What needs to be done: List every line below that contains the string "hair".

Input:
• • • •

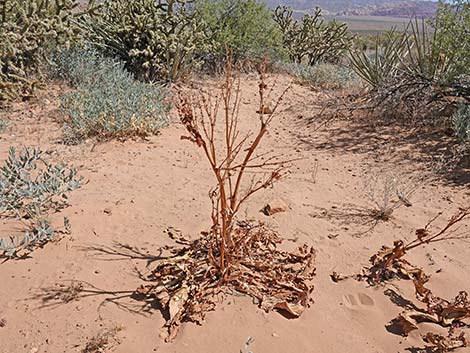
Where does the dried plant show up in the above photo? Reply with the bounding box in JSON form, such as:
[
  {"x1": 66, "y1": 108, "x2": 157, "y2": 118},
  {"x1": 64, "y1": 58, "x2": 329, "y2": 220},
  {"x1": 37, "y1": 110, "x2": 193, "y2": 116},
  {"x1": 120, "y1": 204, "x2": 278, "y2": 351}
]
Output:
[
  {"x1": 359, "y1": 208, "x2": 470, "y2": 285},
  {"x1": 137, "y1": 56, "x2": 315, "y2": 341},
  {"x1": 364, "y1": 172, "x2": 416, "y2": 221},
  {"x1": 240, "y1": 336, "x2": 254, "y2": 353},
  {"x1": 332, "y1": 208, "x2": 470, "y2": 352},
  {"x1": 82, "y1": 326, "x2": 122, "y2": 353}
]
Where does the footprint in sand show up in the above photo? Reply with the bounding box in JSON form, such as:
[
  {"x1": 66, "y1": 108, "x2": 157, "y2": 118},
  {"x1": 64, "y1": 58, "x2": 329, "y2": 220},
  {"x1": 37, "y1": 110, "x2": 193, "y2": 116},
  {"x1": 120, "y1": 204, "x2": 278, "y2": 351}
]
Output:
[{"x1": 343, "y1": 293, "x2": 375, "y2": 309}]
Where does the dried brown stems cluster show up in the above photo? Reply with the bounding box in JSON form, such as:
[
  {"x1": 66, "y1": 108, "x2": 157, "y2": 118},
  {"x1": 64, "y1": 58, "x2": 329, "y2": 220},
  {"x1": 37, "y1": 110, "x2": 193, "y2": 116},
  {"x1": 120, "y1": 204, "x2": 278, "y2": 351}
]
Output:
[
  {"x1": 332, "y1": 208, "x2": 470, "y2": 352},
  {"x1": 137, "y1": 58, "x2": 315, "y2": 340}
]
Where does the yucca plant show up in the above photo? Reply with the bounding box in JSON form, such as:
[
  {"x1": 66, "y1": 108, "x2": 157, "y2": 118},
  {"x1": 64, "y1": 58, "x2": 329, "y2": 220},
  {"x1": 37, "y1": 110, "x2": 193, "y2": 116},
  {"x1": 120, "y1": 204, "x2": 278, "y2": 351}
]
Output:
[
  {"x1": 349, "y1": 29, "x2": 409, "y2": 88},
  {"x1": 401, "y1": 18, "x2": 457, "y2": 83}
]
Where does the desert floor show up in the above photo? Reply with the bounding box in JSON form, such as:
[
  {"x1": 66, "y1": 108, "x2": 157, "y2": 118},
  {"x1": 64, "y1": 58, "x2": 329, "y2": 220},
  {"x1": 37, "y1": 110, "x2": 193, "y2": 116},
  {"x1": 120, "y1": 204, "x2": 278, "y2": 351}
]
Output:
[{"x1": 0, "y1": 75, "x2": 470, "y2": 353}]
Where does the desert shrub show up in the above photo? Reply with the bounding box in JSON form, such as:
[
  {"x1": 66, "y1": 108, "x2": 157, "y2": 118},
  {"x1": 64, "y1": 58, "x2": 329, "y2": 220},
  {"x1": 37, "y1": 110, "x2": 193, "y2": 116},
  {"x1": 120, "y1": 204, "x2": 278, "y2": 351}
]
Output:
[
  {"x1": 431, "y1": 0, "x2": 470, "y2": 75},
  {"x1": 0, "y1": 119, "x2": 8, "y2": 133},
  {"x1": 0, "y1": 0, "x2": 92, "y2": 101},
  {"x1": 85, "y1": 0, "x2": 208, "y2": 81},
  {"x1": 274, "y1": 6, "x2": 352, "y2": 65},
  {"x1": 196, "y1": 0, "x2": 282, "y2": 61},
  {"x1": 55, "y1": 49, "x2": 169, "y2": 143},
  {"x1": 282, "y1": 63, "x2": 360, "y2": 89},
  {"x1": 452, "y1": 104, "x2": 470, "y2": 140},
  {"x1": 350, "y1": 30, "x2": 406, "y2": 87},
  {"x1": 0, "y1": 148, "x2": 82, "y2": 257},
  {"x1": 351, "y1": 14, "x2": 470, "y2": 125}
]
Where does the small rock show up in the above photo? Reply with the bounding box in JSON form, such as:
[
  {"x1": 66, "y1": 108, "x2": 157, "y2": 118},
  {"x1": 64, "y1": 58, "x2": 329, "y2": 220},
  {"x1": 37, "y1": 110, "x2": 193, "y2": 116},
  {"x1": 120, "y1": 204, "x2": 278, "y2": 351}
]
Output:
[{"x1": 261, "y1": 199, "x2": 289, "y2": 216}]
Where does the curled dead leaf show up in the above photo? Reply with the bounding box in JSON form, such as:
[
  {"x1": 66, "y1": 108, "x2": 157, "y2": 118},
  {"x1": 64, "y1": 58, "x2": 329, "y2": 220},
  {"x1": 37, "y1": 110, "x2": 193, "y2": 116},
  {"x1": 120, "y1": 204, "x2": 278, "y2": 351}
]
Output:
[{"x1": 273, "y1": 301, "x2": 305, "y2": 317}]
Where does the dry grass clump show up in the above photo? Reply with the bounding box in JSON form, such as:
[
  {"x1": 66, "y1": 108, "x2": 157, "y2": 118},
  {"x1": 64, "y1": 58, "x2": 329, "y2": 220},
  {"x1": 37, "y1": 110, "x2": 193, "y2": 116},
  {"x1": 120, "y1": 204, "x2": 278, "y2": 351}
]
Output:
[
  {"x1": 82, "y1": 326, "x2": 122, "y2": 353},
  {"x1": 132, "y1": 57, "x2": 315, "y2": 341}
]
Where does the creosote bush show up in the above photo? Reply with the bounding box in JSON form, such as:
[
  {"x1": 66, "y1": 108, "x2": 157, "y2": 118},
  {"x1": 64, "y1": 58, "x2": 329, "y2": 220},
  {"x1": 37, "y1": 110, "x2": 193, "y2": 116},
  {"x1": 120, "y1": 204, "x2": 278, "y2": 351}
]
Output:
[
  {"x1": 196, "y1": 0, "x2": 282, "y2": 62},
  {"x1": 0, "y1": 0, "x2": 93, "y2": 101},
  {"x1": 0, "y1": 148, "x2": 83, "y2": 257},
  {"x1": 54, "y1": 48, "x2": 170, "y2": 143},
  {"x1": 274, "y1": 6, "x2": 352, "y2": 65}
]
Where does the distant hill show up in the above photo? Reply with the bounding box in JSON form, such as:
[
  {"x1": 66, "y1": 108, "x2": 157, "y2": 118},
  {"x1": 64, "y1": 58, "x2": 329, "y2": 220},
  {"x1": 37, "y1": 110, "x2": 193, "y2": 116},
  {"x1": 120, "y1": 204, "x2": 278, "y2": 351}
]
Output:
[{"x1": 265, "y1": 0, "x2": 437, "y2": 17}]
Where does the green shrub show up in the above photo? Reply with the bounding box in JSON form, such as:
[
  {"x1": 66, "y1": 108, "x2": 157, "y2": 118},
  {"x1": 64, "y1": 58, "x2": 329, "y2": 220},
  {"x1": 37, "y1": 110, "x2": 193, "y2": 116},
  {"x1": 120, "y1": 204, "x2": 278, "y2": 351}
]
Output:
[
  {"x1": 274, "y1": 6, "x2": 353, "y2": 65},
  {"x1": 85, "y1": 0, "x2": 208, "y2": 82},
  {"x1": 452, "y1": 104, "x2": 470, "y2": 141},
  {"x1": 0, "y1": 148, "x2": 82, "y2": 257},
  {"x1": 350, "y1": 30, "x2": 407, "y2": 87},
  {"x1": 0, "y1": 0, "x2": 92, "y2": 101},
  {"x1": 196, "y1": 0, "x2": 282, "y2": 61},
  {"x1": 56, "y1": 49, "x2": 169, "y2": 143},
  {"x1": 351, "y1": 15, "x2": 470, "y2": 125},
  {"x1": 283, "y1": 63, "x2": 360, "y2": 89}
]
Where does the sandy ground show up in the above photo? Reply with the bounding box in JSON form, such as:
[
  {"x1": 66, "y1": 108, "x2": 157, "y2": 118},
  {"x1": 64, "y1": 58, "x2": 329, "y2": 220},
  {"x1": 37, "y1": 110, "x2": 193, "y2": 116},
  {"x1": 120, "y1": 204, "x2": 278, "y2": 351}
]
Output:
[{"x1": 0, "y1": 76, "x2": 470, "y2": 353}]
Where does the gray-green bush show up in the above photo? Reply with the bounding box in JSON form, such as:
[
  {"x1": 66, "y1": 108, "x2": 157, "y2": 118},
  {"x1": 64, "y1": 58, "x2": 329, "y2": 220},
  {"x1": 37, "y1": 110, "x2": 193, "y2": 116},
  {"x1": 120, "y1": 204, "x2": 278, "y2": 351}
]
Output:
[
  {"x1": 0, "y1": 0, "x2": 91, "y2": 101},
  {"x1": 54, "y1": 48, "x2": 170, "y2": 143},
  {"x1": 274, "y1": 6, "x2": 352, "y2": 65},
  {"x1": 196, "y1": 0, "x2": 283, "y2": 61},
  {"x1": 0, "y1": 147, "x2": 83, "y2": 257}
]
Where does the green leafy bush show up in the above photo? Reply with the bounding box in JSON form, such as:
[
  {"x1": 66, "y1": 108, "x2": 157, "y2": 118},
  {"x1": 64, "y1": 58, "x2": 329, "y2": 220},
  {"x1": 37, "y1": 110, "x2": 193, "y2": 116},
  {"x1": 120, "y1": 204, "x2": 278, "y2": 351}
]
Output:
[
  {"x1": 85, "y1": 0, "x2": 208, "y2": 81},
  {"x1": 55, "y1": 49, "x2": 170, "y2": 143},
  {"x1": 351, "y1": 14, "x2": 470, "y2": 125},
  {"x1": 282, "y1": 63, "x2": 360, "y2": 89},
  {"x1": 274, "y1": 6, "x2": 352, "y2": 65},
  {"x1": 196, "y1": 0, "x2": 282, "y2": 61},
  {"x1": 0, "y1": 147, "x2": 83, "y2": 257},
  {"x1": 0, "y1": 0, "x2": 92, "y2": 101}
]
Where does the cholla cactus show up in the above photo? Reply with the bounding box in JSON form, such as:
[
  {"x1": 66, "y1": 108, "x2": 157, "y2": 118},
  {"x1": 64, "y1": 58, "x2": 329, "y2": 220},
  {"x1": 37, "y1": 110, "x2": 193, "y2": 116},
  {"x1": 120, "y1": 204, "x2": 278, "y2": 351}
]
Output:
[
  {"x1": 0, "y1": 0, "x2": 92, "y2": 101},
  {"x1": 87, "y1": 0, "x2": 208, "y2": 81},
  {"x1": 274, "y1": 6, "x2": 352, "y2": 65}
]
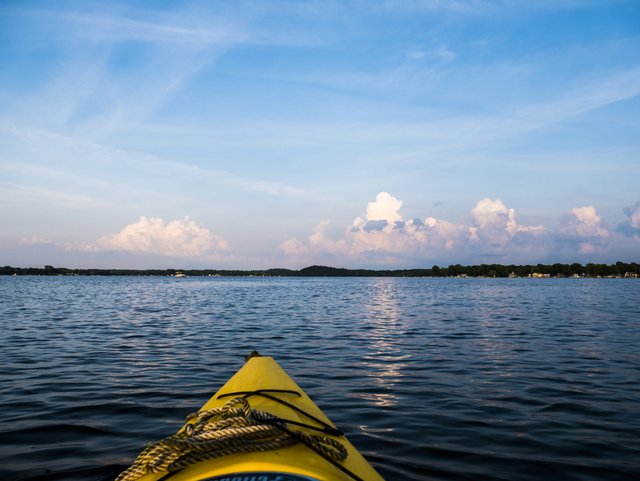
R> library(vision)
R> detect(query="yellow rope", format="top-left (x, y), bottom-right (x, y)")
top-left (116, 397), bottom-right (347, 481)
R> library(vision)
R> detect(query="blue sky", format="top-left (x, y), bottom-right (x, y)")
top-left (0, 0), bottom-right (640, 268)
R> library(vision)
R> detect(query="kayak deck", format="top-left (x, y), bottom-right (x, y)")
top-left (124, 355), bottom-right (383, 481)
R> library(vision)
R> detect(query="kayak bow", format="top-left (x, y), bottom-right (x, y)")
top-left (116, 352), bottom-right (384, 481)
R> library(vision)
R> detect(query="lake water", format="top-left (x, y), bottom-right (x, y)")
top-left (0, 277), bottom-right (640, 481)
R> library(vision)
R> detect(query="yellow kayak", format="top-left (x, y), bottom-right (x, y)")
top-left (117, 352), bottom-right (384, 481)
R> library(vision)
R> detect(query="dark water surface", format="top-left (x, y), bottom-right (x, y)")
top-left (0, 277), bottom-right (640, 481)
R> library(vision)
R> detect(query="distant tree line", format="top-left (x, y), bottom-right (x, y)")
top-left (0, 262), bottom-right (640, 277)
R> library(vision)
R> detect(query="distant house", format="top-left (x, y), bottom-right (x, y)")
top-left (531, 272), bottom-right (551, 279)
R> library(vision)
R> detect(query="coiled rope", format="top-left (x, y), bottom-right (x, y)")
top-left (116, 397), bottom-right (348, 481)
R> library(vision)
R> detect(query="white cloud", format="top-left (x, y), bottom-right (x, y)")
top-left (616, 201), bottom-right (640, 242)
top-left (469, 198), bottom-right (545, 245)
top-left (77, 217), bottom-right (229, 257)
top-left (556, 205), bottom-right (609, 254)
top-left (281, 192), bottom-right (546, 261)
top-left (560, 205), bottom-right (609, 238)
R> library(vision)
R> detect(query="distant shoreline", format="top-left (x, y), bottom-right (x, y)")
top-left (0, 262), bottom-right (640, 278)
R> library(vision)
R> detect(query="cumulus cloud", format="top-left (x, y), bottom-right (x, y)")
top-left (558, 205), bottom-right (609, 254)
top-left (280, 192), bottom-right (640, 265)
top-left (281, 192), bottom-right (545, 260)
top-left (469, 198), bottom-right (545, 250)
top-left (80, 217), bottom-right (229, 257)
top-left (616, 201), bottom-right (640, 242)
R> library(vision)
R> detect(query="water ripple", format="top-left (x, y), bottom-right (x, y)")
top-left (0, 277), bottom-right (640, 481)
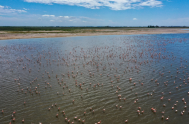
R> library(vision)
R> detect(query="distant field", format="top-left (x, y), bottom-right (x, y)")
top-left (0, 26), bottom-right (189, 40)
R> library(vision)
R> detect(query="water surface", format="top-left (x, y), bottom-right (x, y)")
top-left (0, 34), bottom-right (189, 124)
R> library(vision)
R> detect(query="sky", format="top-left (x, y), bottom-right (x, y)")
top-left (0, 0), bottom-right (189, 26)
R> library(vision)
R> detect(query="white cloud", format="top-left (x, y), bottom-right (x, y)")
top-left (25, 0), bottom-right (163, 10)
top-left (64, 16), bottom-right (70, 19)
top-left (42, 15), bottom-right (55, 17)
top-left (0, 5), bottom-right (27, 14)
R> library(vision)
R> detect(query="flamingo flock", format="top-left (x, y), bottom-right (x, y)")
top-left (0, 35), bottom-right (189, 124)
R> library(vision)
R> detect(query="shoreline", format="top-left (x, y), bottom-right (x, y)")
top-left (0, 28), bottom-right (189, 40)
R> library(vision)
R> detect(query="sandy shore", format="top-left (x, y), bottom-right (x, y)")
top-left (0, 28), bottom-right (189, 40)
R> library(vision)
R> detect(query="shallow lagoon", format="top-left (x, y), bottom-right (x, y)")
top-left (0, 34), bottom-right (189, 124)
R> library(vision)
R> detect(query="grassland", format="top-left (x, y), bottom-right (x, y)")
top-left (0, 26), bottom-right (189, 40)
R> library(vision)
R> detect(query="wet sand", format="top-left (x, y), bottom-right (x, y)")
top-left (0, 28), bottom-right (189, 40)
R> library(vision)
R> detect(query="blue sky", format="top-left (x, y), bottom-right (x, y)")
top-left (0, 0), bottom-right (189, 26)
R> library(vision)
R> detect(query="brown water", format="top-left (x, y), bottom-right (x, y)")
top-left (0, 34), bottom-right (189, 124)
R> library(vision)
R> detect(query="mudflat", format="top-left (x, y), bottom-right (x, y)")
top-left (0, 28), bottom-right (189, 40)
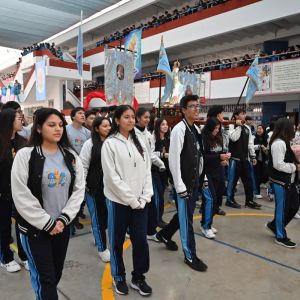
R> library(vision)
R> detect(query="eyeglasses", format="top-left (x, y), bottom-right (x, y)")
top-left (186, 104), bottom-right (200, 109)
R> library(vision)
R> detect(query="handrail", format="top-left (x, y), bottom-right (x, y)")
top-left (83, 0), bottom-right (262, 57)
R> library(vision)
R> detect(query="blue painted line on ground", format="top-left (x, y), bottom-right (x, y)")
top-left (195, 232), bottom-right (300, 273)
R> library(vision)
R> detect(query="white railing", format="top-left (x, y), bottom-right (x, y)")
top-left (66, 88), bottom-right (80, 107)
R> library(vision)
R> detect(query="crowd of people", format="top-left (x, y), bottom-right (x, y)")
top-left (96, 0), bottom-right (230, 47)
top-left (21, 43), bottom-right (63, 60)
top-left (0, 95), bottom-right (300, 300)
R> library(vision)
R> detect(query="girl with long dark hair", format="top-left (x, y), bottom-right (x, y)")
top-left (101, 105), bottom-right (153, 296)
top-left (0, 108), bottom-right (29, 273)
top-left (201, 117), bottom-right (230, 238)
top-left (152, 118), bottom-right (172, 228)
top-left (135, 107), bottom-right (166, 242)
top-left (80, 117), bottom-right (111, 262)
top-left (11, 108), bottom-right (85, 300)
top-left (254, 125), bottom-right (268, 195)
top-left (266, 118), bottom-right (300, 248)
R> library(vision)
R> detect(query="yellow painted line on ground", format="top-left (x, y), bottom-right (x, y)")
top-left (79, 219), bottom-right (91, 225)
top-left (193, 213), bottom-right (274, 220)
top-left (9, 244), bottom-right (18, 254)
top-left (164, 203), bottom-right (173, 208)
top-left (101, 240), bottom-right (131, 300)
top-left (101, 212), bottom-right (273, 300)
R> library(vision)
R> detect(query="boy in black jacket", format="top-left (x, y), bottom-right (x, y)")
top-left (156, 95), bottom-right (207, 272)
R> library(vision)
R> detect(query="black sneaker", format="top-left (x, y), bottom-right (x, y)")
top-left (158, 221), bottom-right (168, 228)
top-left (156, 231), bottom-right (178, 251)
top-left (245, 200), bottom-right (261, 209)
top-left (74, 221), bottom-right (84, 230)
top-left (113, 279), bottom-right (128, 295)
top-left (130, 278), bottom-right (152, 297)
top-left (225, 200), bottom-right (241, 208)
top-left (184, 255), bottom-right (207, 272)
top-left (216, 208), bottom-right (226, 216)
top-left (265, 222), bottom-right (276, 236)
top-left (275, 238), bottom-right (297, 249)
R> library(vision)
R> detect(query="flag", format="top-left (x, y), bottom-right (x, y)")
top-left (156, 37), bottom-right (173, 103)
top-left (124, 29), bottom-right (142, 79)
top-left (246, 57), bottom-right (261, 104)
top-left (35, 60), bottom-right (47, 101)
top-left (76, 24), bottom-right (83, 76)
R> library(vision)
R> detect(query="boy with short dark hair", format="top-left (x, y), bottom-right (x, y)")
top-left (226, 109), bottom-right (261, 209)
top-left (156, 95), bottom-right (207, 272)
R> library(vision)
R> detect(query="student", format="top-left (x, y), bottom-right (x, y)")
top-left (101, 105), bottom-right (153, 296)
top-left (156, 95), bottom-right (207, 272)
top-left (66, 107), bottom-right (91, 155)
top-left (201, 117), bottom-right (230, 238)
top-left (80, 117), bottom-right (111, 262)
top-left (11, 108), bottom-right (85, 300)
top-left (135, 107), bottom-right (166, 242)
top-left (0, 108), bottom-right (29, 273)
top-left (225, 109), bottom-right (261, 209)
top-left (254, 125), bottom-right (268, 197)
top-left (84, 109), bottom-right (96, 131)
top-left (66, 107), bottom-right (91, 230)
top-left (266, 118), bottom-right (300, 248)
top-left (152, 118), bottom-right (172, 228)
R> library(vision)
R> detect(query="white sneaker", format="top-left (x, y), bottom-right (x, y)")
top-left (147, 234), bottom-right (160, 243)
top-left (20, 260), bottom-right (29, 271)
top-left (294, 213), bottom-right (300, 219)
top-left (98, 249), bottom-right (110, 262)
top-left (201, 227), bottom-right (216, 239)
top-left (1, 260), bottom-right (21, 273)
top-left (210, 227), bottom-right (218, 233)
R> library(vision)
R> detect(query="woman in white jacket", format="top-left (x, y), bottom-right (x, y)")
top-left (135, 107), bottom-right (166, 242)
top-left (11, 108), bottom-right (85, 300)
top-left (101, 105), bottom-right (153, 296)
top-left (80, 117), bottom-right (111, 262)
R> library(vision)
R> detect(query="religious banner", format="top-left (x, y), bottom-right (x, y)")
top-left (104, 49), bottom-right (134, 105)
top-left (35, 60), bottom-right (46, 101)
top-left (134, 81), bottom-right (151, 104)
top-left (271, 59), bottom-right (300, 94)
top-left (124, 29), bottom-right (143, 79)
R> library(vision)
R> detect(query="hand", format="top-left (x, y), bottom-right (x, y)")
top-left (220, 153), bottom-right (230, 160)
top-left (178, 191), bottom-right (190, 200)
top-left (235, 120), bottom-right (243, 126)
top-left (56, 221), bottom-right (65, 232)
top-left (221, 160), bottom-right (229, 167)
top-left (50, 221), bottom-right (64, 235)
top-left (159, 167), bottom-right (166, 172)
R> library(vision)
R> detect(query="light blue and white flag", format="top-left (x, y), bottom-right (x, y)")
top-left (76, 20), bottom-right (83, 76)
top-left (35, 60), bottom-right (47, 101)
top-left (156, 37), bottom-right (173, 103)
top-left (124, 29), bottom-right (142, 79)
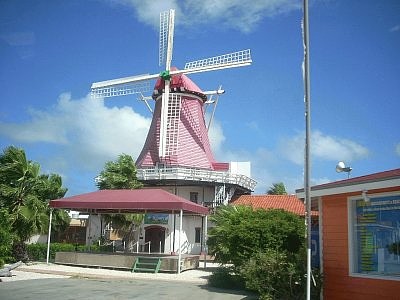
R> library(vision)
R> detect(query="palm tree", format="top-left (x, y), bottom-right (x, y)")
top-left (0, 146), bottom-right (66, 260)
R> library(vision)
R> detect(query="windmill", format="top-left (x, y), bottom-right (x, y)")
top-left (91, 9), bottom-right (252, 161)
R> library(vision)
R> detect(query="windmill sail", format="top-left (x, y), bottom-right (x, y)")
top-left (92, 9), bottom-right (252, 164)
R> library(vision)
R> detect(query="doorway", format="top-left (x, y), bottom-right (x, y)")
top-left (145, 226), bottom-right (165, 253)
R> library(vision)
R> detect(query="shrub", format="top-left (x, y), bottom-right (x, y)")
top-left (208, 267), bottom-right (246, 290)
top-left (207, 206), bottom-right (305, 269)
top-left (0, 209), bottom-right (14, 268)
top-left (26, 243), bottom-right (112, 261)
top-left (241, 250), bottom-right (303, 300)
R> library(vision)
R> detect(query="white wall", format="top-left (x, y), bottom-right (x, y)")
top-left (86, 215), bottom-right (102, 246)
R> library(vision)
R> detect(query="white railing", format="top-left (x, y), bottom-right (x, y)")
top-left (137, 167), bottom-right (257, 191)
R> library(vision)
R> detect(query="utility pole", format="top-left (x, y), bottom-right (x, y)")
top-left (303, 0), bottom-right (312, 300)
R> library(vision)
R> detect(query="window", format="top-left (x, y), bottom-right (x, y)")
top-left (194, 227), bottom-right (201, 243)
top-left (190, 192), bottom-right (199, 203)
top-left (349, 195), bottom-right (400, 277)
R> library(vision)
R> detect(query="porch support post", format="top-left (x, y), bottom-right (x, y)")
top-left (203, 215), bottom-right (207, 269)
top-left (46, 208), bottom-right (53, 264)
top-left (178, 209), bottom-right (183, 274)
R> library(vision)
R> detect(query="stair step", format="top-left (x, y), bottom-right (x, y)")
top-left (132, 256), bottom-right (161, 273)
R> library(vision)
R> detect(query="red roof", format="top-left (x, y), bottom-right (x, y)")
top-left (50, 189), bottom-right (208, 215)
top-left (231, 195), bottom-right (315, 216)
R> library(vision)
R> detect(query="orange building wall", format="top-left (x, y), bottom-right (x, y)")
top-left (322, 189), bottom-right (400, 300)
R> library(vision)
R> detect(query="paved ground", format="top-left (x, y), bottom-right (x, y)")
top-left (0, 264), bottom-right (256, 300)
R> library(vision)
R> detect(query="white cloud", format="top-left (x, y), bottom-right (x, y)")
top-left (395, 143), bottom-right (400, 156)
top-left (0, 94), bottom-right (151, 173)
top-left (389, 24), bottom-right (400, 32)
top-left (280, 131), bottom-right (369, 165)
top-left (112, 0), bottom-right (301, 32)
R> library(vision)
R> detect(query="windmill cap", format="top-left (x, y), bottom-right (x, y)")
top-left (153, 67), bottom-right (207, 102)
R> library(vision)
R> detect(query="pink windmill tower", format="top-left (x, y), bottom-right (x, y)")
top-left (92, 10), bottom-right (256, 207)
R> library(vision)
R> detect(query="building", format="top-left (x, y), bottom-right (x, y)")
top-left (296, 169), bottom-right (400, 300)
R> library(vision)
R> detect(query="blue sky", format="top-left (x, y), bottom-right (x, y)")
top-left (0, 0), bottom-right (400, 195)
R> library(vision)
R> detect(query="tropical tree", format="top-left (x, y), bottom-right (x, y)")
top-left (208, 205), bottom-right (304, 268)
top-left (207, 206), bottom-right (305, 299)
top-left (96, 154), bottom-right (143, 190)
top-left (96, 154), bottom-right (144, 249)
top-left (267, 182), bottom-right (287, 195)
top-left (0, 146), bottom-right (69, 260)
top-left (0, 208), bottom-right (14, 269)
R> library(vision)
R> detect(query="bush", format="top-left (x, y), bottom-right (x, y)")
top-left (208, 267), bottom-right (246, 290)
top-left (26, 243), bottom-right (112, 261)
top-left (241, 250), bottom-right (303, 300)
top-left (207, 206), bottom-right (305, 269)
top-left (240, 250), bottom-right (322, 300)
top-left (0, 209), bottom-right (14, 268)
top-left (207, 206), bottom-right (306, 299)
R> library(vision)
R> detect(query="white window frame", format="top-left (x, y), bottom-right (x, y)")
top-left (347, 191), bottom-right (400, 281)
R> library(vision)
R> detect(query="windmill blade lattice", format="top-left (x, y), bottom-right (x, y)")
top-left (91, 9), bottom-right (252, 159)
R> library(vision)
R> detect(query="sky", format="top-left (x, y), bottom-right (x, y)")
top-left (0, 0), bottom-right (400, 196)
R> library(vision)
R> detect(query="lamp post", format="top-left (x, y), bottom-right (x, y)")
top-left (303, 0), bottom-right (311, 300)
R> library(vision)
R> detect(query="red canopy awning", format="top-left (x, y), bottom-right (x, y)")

• • • •

Solution for this problem:
R> detect(query="girl with long dark hair", format="top-left (x, y), bottom-right (x, y)")
R> detect(query="boy with short dark hair", format="top-left (x, y), bottom-right (x, y)")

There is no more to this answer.